___ Getoonde tekst
Marleen staat erop ook alle cursisten van het postgraduaat te bedanken voor hun inzet. “Ik had steeds een goed contact met hen. Ze werkten voltijds, volgden de lessen, deden stage en maakten een portfolio. Dat is een zware, niet te onderschatten workload. Als ze er eventjes door zaten, was ik graag een luisterend oor. Ik zal hen nooit vergeten”, zegt Marleen. “De cursus bracht me ook op enkele onverwachte plaatsen, zoals bij AA Gent. Daar ging ik uitleg geven over de preventie van diabetes. Voor de match mochten kinderen met diabetes dan mee het veld op met de spelers. Het postgraduaat en symposium brachten me trouwens ook al bij voormalig Anderlechtspeler Pär Zetterberg. Gaan we diabetes ooit genezen? Misschien niet, maar preventie is zo belangrijk.” Er bestaat geen twijfel dat Marleen zich al 25 jaar lang met hart en ziel inzet voor haar Diabetessymposium. Een levenswerk waar ze met recht en rede trots op mag zijn. Of ze de fakkel binnenkort wil doorgeven? “Misschien. We zien wel wat de tijd brengt. Momenteel geniet ik nog te veel van het contact met de verpleegkundigen, professoren en bedrijven. En je weet dat ik graag eens een specialleke bedenk, zoals onze Fancy Diabetes Day.”
______
___ Geëxtraheerde vermeldingen
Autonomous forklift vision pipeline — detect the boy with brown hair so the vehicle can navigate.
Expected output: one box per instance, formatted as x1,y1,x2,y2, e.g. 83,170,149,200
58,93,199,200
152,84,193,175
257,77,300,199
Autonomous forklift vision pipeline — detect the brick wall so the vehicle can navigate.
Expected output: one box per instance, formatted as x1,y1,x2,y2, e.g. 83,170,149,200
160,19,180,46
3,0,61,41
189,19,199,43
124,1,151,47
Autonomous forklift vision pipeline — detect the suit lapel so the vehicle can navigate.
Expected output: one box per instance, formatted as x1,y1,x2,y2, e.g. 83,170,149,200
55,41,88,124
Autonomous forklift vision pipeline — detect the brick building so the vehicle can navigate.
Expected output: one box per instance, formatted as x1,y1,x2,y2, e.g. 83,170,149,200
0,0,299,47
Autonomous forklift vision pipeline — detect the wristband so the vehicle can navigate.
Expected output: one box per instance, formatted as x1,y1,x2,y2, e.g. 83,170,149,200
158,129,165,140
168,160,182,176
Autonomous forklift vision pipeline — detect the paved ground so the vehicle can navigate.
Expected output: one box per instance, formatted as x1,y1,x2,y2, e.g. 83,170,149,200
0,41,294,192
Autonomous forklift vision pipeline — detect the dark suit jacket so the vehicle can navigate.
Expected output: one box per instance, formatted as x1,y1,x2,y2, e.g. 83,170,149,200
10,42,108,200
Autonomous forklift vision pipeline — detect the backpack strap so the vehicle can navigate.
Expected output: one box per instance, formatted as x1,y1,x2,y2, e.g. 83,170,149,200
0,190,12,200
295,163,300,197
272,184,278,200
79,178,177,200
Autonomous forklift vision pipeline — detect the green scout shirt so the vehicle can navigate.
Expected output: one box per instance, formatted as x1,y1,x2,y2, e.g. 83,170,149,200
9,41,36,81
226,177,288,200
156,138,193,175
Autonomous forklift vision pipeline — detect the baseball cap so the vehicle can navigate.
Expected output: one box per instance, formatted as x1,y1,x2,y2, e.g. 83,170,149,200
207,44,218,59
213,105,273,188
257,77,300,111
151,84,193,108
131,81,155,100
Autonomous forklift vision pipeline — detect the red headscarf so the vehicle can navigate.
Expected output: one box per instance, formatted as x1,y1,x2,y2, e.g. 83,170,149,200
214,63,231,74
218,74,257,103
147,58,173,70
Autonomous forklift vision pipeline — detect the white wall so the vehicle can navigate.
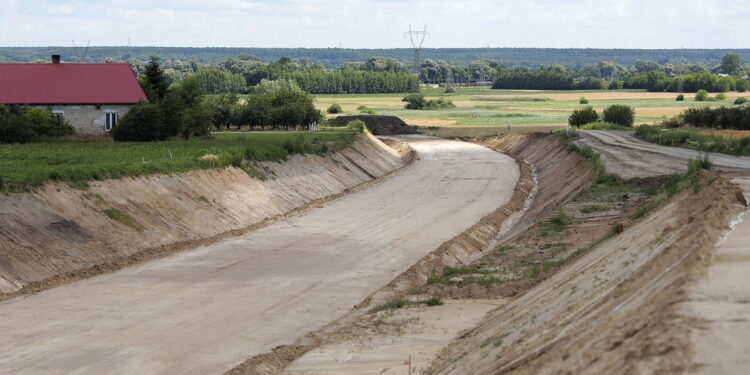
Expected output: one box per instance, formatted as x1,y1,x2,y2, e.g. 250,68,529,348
37,104,132,134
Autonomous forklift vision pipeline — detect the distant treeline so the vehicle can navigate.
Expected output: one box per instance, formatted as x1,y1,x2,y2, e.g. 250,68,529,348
492,66,622,90
492,53,750,92
0,47,750,69
283,70,420,94
676,105,750,131
624,71,750,92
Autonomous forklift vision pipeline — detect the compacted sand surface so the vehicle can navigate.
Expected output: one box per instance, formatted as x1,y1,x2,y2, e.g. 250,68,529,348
0,136,519,374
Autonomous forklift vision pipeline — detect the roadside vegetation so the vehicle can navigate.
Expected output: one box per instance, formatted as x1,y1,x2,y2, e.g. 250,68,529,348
412,132,712,298
635,125,750,155
0,131,355,192
568,101,635,128
0,104,73,143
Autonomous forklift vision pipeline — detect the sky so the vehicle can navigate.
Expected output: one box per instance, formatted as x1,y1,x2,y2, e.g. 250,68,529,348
0,0,750,49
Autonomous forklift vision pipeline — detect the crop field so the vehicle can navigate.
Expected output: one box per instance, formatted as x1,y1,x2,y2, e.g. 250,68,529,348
316,87,748,134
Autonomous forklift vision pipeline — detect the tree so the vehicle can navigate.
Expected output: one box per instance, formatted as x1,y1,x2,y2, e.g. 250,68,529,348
695,90,708,102
603,104,635,126
204,94,240,130
326,103,343,114
112,103,170,142
0,104,73,143
139,56,169,103
568,106,599,126
401,94,427,109
719,53,741,75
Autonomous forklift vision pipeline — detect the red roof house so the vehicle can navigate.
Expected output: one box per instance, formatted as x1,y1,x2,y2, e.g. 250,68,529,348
0,56,146,133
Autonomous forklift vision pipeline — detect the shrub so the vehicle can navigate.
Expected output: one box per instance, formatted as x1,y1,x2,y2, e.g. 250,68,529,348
326,103,344,114
635,125,750,156
425,98,456,109
112,103,169,142
681,105,750,130
568,106,599,126
0,104,73,143
607,80,624,90
346,120,365,133
401,94,427,109
734,78,750,92
603,104,635,126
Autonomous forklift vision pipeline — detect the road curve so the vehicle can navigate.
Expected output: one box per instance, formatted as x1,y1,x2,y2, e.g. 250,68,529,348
0,137,519,374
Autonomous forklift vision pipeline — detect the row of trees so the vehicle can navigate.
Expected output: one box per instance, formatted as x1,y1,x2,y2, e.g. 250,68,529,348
624,71,750,92
141,55,419,94
568,104,635,127
492,65,608,90
283,70,419,94
125,54,750,94
666,105,750,130
118,58,323,141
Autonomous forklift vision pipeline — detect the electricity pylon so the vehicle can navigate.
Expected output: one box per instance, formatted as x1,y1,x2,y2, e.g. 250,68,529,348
404,25,430,74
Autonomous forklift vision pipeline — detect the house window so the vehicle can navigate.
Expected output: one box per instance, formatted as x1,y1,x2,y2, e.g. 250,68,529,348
52,109,65,127
104,111,119,131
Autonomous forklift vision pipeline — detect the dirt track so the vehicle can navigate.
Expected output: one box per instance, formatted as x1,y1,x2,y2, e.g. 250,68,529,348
581,130,750,179
584,131,750,374
0,137,519,374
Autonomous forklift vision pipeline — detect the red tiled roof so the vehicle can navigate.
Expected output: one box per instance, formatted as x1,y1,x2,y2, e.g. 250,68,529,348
0,63,146,104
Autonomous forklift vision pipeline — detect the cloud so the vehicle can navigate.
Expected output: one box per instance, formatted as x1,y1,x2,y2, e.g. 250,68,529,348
0,0,750,48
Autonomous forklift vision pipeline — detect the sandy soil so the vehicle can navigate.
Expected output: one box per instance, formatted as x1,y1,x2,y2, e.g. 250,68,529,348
0,135,405,300
580,130,750,179
680,178,750,375
432,175,748,374
403,117,456,126
0,137,519,374
700,130,750,138
568,131,750,374
274,134,596,374
282,300,503,375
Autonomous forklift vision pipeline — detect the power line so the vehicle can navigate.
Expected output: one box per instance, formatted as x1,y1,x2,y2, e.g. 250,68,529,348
404,25,431,73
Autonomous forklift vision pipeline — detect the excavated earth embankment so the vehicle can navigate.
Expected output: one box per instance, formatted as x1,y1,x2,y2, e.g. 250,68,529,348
0,135,414,299
430,158,746,374
250,134,604,375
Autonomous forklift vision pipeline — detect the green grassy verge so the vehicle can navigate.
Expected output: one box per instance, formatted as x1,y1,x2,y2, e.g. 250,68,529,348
635,125,750,155
0,132,356,192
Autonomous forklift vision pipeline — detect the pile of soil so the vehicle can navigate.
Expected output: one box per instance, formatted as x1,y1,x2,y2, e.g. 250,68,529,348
331,115,419,135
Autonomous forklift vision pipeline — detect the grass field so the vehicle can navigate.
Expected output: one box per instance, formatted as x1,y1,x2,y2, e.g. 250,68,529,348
0,132,355,191
316,87,750,133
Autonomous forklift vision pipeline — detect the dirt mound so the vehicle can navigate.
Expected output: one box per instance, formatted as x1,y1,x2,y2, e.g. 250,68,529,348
331,115,419,135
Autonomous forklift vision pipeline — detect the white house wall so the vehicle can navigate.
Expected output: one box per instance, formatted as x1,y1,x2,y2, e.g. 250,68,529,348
38,105,132,134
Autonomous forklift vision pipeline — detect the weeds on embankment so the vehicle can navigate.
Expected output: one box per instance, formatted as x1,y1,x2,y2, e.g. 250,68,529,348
415,132,712,298
0,132,356,192
369,296,444,314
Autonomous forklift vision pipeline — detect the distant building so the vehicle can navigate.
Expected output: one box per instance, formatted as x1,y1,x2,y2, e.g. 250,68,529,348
0,55,147,134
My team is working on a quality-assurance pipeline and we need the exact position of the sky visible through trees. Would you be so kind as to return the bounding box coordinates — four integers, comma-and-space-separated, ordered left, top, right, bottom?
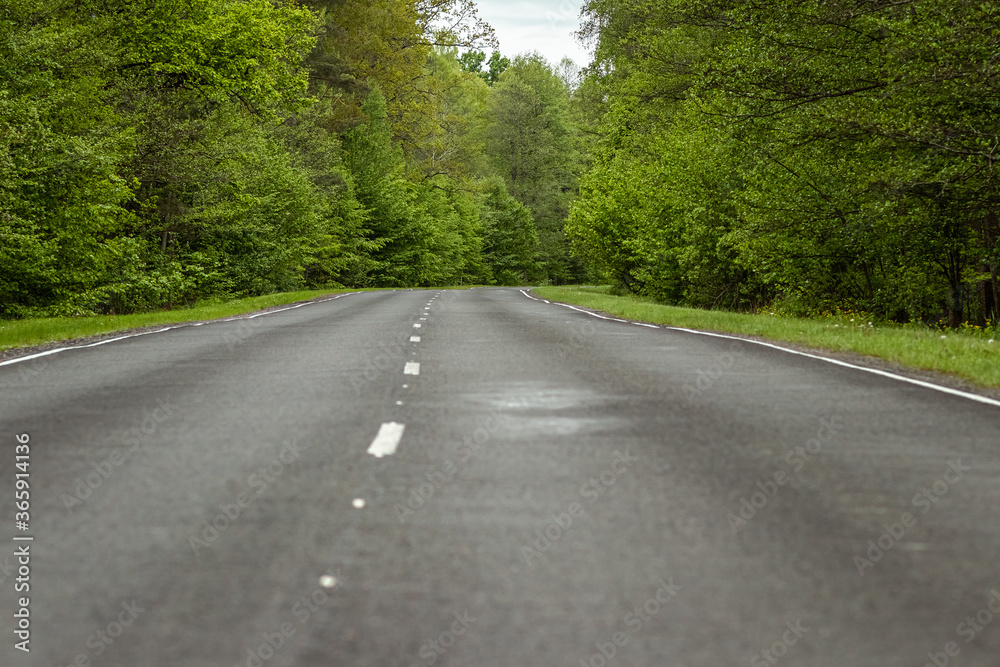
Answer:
0, 0, 1000, 326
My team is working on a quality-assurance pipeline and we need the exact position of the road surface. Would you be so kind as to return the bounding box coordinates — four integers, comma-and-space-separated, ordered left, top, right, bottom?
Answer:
0, 289, 1000, 667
______
» **Opdracht**
Beantwoord deze vragen over de tekst over Marleen:
(a) Wat deden de cursisten van het postgraduaat volgens Marleen allemaal?
(b) Bij welke club gaf Marleen uitleg over de preventie van diabetes?
(c) Hoeveel jaar zet Marleen zich al in voor haar Diabetessymposium?
De vermeldingen zijn hiervoor niet nodig.

» **Resultaat**
(a) Ze werkten voltijds, volgden de lessen, deden stage en maakten een portfolio.
(b) Bij AA Gent.
(c) Al 25 jaar.